[Данный отрывок]

============

Корреспондент стенгазеты «Школьный листок»
 - Ваше отношение к нынешней России.
Гоголь Н.В.
-  Чтобы узнать, что такое Россия нынешняя,нужно непременно по ней проездиться самому.
Жизнь нужно показать человеку,— жизнь, взятую под углом ее нынешних запутанностей, а не прежних,— жизнь, оглянутую не поверхностным взглядом светского человека, но взвешенную и оцененную таким оценщиком, который взглянул на нее высшим взглядом христианина. Велико незнанье России посреди России. Все живет в иностранных журналах и газетах, а не в земле своей. Город не знает города, человек человека; люди, живущие только за одной стеной, кажется, как бы живут за морями. Вы можете во время вашей поездки их познакомить между собою и произвести взаимный благодетельный размен сведений, как расторопный купец, забравши сведения в одном городе, продать их с барышом в другом, всех обогатить и в то же время разбогатеть самому больше всех. Подвиг на подвиге предстоит вам на всяком шагу, и вы этого не видите! Очнитесь! Куриная слепота на глазах ваших! Не залучить вам любви к себе в душу. Не полюбить вам людей по тех пор, пока не послужите им. Какой слуга может привязаться к своему господину, который от него вдали и на которого еще не поработал он лично? Потому и любимо так сильно дитя матерью, что она долго его носила в себе, все употребила на него и вся из-за него выстрадалась. Очнитесь! Монастырь ваш — Россия!
Корреспондент журнала «Школьник»
Последнее, что Вы написали, - это «Размышления о Божественной Литургии». Ваше отношение к Богу. Верующий ли Вы человек?
Гоголь Н.В.
Мне кажется даже, что во мне и веры нет вовсе; признаю Христа Богочеловеком только потому, что так велит мне мой ум, а не вера. Я изумился Его необъятной мудрости и с некоторым страхом почувствовал, что невозможно земному человеку вместить ее в себе, изумился глубокому познанию Его души человеческой… но веры у меня нет. Хочу верить.

============

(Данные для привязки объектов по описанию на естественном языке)
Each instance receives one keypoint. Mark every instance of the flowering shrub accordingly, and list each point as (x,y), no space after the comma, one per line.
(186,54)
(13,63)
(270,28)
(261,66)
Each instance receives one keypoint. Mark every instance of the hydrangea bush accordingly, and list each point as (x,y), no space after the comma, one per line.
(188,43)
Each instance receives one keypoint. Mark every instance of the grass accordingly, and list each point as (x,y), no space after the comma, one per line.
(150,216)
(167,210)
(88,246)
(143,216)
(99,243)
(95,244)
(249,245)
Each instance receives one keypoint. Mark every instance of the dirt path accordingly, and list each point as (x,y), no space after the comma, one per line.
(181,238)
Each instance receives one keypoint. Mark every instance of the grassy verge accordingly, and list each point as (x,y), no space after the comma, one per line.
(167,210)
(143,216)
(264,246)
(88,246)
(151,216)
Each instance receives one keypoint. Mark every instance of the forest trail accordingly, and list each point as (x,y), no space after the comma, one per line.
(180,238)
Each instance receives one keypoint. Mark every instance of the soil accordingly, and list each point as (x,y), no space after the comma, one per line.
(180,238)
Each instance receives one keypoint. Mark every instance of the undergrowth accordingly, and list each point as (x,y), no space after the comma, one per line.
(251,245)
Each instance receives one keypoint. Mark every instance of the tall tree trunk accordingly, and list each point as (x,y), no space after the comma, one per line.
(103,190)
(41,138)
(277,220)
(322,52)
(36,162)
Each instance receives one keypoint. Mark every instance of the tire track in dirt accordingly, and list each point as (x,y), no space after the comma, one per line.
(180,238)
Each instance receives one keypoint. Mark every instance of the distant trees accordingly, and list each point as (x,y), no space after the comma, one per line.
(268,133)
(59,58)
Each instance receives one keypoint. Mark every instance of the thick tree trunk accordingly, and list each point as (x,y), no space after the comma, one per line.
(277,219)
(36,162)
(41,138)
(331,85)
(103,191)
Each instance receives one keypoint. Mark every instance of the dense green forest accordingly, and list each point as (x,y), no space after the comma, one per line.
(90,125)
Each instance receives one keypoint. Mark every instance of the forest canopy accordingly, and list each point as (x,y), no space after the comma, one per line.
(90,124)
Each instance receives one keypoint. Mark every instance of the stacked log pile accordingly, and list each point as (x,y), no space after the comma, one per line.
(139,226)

============

[О задании] Перепишите слово в слово весь отрывок с ответами Н.В. Гоголя корреспондентам, ничего в нем не меняя.

[Ответ]
Корреспондент стенгазеты «Школьный листок»
 - Ваше отношение к нынешней России.
Гоголь Н.В.
-  Чтобы узнать, что такое Россия нынешняя,нужно непременно по ней проездиться самому.
Жизнь нужно показать человеку,— жизнь, взятую под углом ее нынешних запутанностей, а не прежних,— жизнь, оглянутую не поверхностным взглядом светского человека, но взвешенную и оцененную таким оценщиком, который взглянул на нее высшим взглядом христианина. Велико незнанье России посреди России. Все живет в иностранных журналах и газетах, а не в земле своей. Город не знает города, человек человека; люди, живущие только за одной стеной, кажется, как бы живут за морями. Вы можете во время вашей поездки их познакомить между собою и произвести взаимный благодетельный размен сведений, как расторопный купец, забравши сведения в одном городе, продать их с барышом в другом, всех обогатить и в то же время разбогатеть самому больше всех. Подвиг на подвиге предстоит вам на всяком шагу, и вы этого не видите! Очнитесь! Куриная слепота на глазах ваших! Не залучить вам любви к себе в душу. Не полюбить вам людей по тех пор, пока не послужите им. Какой слуга может привязаться к своему господину, который от него вдали и на которого еще не поработал он лично? Потому и любимо так сильно дитя матерью, что она долго его носила в себе, все употребила на него и вся из-за него выстрадалась. Очнитесь! Монастырь ваш — Россия!
Корреспондент журнала «Школьник»
Последнее, что Вы написали, - это «Размышления о Божественной Литургии». Ваше отношение к Богу. Верующий ли Вы человек?
Гоголь Н.В.
Мне кажется даже, что во мне и веры нет вовсе; признаю Христа Богочеловеком только потому, что так велит мне мой ум, а не вера. Я изумился Его необъятной мудрости и с некоторым страхом почувствовал, что невозможно земному человеку вместить ее в себе, изумился глубокому познанию Его души человеческой… но веры у меня нет. Хочу верить.